▶ **Description of the task**: Please restate every entry exactly. Leave out the pictures.

▶ **Supplied records**:

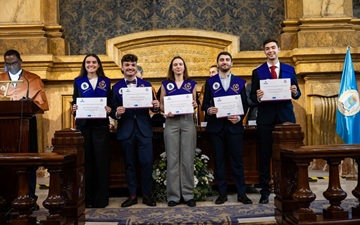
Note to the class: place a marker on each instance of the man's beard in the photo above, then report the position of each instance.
(224, 70)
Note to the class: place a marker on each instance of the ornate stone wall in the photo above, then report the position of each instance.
(88, 24)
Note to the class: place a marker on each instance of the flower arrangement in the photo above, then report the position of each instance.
(202, 177)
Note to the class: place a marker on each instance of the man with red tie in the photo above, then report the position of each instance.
(134, 130)
(271, 113)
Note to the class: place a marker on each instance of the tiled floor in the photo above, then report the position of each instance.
(317, 187)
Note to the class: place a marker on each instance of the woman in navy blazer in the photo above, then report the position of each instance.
(91, 83)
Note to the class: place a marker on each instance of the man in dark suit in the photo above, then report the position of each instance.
(135, 133)
(271, 113)
(31, 88)
(226, 134)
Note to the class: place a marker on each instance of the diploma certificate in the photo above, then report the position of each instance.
(90, 108)
(178, 104)
(137, 97)
(229, 106)
(276, 89)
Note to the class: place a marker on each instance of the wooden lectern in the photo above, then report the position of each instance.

▶ **Result of this task**:
Note to the class: place a marker on each instance of the man's beard in the photo above, then report the position of each instance.
(224, 70)
Note to the class: place a marker on each instance of the ornate stone wall in the photo above, then report the position of each instance.
(88, 24)
Note to the class: place a marker on each instance of the flower arrangement in the photo above, then report the position of each instance.
(202, 177)
Note to the class: place a marker on each instance of the man with red tie in the photo above, then report the position of each instance.
(134, 130)
(271, 113)
Note to the class: place a marker on each instance of the tiled floor in the photo above, then report the position of each instance.
(317, 187)
Note to the class: place a marker on each instance of the woman in navy blazer in the photo above, then report the position of each instance.
(91, 83)
Note to the class: place a marker on each instance of the man in dark suit in the photo above, then report the position of each instance.
(135, 133)
(271, 113)
(31, 88)
(226, 134)
Note to the class: place a marker on each instance of the diploma certificate in the photo above, then report the position of each instance.
(90, 108)
(178, 104)
(137, 97)
(229, 106)
(276, 89)
Note to the class: place a marker on each instance of the wooden lectern in the photo above, then report the position of each instance.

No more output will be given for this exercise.